• YOUR TASK: Copy out every line of the records below word for word, without changing anything.

Location identification items
****
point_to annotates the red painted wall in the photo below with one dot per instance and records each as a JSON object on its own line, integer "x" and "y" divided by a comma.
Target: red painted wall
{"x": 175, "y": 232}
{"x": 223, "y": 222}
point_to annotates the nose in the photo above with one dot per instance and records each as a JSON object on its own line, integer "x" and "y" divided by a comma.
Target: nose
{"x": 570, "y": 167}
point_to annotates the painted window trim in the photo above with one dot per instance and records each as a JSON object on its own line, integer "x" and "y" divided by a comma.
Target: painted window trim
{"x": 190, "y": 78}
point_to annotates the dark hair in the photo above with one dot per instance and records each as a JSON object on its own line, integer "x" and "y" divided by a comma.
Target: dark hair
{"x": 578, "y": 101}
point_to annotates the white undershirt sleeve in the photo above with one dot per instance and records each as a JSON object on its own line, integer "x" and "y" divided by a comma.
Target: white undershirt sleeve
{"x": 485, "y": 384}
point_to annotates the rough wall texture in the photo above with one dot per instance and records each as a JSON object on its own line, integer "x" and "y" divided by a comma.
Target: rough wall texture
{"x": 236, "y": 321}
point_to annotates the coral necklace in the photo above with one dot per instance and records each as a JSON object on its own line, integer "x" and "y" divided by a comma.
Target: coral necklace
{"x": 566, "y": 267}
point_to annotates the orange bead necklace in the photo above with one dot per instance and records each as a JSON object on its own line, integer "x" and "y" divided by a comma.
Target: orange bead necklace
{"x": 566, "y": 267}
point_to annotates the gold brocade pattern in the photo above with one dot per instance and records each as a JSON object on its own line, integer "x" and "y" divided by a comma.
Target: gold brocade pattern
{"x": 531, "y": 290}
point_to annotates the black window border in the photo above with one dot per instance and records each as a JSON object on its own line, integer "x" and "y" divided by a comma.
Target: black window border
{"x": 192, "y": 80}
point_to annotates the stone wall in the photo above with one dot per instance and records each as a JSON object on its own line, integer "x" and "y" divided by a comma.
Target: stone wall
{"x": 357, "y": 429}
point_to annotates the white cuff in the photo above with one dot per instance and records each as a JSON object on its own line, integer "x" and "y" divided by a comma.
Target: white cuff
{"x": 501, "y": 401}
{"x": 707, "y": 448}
****
• SOLUTION FOR THIS TASK:
point_to annotates the red painted wall in the photo below with one dot per instance and records each as a JSON object on its own line, integer "x" and "y" divided by a comma.
Target: red painted wall
{"x": 175, "y": 232}
{"x": 223, "y": 222}
point_to annotates the nose in the photo above with one dot per instance and records each as a JSON object on its own line, integer "x" and "y" divided by a comma.
Target: nose
{"x": 570, "y": 167}
point_to annotates the painted window trim in the photo above with one dot per instance and records each as a JSON object on its own line, integer "x" and "y" divided by a comma.
Target: painted window trim
{"x": 190, "y": 78}
point_to annotates the dark hair in the photo above with one dot per instance and records each as a JSON object on its own line, integer "x" and "y" divided by a comma.
Target: dark hair
{"x": 578, "y": 101}
point_to annotates the white undershirt sleeve in the photo above with one dot per instance and records each as a JSON object on its own line, integer "x" and "y" divided by a comma.
Target: white undershirt sleeve
{"x": 485, "y": 384}
point_to annotates the rough wall texture in the photo above with one dot per instance and records each as a JSON object on its own line, integer "x" and "y" divided by a comma.
Target: rough wall texture
{"x": 236, "y": 321}
point_to annotates the coral necklace in the photo above with one dot per instance and records each as a JSON object on its own line, integer "x" and "y" divided by a comma.
Target: coral necklace
{"x": 566, "y": 267}
point_to annotates the orange bead necklace in the photo above with one dot per instance and records each as a JSON object on its own line, integer "x" and "y" divided by a comma.
Target: orange bead necklace
{"x": 566, "y": 267}
point_to annotates the gold brocade pattern in the photo above with one dot per instance and records each as a JSON object on its own line, integer "x" and "y" divided by a comma.
Target: gold brocade pattern
{"x": 531, "y": 290}
point_to annotates the black window border in the photo above with one dot per instance and records each as a JSON object on its own line, integer "x" and "y" divided by a comma.
Target: black window border
{"x": 192, "y": 80}
point_to annotates the stone wall in the photo above with one dot per instance and records each as a JSON object on its own line, integer "x" and "y" divided by a comma.
Target: stone wall
{"x": 357, "y": 429}
point_to annotates the white cuff in the photo above with one dot per instance and records each as a JSON object on its own line, integer "x" and "y" divided by a comma.
Target: white cuff
{"x": 501, "y": 401}
{"x": 707, "y": 448}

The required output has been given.